**WORK REQUIRED:**
Can you output every line of the entries below as a Markdown table with the columns Row and Line, skipping blank lines and keeping the pictures out of your answer?

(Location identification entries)
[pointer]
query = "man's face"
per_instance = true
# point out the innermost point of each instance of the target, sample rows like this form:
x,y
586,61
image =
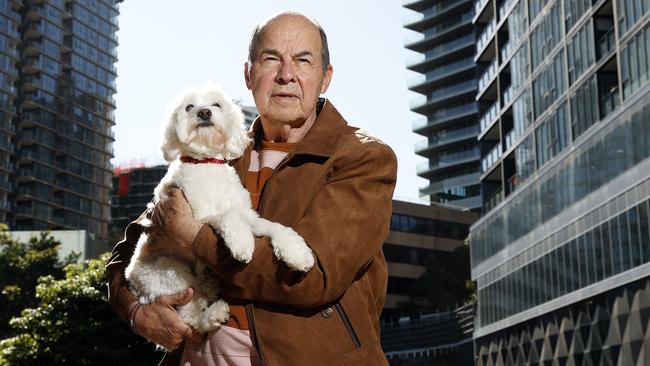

**RESPONSE TO THIS EXERCISE:**
| Row | Line |
|---|---|
| 1 | [pointer] |
| 2 | query = "man's face" |
| 3 | per_instance = true |
| 4 | # point out the innermost point of each instance of the target, sample rows like this form: |
| 5 | x,y |
| 6 | 586,61 |
| 7 | image = |